Segment Start: Records provided
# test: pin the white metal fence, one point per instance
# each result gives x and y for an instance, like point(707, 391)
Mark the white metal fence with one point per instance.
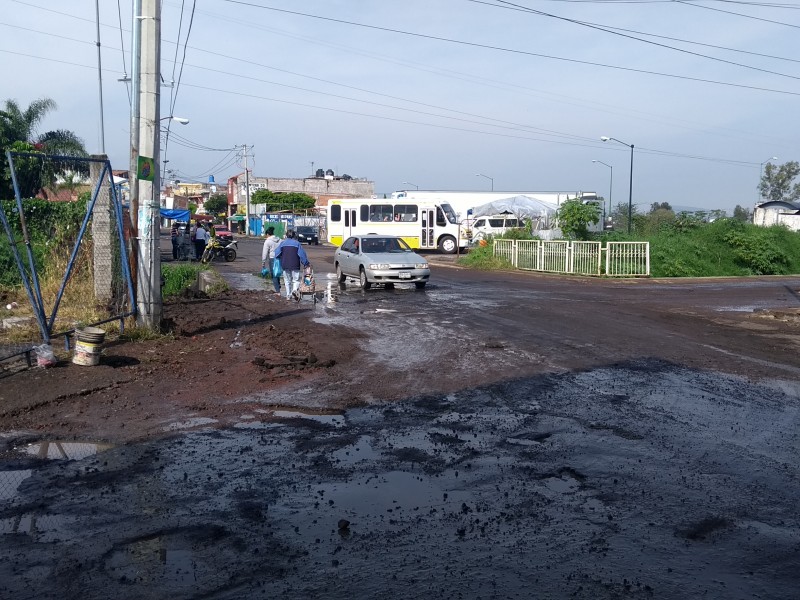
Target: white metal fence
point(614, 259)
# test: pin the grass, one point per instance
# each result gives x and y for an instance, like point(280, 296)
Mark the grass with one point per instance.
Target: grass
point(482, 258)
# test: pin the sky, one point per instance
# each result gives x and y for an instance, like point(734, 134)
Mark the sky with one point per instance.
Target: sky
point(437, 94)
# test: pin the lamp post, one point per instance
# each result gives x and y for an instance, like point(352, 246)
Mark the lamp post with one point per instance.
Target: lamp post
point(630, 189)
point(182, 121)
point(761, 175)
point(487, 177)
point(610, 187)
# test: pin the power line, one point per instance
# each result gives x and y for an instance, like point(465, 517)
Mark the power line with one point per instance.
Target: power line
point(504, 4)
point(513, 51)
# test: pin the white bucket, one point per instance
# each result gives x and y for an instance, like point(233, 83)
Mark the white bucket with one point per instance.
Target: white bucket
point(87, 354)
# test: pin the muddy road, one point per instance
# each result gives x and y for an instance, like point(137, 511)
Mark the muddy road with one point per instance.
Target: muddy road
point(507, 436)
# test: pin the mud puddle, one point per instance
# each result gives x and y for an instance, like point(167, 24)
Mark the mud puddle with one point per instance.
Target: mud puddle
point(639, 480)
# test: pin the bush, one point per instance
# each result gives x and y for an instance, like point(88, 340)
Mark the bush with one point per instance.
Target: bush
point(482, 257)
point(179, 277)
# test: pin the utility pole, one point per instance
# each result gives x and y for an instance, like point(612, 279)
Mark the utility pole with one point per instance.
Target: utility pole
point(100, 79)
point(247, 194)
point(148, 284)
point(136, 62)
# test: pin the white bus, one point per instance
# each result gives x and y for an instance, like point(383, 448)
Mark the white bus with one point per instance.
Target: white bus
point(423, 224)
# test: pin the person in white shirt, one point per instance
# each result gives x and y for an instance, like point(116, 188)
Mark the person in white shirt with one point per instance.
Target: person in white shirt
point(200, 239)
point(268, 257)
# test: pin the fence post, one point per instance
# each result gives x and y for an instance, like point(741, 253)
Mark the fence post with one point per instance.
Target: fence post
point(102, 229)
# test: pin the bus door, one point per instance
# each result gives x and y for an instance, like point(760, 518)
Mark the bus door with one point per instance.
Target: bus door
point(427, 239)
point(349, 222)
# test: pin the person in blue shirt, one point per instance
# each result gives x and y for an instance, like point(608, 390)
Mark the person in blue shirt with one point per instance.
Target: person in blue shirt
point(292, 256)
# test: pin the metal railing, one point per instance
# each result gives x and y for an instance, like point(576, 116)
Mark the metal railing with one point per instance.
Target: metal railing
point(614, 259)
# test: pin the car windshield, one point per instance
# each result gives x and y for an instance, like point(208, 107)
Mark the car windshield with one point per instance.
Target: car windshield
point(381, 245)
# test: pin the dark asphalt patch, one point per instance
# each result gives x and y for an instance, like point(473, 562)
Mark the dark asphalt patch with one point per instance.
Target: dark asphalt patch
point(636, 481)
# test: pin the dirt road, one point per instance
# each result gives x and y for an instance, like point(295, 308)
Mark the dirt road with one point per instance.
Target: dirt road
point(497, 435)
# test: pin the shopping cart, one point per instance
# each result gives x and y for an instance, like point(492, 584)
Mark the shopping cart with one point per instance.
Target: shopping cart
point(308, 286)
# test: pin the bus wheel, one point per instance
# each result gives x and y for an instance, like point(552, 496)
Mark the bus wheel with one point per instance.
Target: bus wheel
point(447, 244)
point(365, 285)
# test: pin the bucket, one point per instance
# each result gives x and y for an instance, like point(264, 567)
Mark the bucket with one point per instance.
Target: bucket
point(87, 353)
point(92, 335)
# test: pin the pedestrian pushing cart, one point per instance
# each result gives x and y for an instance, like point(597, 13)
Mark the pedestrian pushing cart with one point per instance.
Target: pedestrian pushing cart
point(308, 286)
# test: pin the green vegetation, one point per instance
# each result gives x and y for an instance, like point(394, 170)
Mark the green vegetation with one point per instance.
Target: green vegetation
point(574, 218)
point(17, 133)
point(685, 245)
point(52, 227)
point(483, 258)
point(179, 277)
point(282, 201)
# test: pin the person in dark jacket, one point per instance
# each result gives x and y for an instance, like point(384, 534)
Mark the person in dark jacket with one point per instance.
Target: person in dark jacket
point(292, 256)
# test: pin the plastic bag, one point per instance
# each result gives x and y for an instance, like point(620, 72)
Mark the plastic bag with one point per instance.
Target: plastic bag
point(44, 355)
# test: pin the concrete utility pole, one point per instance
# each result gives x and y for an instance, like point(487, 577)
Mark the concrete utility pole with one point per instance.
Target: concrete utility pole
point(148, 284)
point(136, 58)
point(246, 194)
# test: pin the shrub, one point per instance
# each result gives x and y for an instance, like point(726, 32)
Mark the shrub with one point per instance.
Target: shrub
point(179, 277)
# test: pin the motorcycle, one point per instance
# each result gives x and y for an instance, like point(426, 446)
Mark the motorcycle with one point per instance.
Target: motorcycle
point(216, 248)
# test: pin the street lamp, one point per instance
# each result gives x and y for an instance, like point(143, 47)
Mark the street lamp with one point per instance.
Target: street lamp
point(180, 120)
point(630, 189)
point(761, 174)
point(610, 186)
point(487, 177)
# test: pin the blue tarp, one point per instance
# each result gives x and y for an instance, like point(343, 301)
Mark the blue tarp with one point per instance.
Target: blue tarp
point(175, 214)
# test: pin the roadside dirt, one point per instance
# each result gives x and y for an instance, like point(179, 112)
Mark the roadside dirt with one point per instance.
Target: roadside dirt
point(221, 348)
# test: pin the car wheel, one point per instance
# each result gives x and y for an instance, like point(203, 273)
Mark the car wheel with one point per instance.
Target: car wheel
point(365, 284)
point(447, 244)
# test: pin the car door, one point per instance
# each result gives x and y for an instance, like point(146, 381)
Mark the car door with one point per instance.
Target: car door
Segment End: Records provided
◆ Exercise objective
Please copy the lines in the records above between the one holding "# test: pin the white bucket, one" and the one holding "# test: pin the bush, one point per instance", inclusive, exactly and with no other line.

◆ The completed task
# test: pin the white bucket, one point per instance
# each result gives x and y for an instance, like point(233, 83)
Mark the white bucket with one point per instance.
Target: white bucket
point(87, 354)
# test: pin the muddy road, one point per instance
# each result gives x and y for an instance, like point(137, 511)
Mark the muddy road with one point per instance.
Target: muddy road
point(507, 436)
# test: pin the mud puddle, one point per instance
# each result gives x and y for an instance, like point(167, 24)
Mark the mud puddle with one point per instance.
Target: mud puddle
point(639, 480)
# test: pin the bush, one point per instance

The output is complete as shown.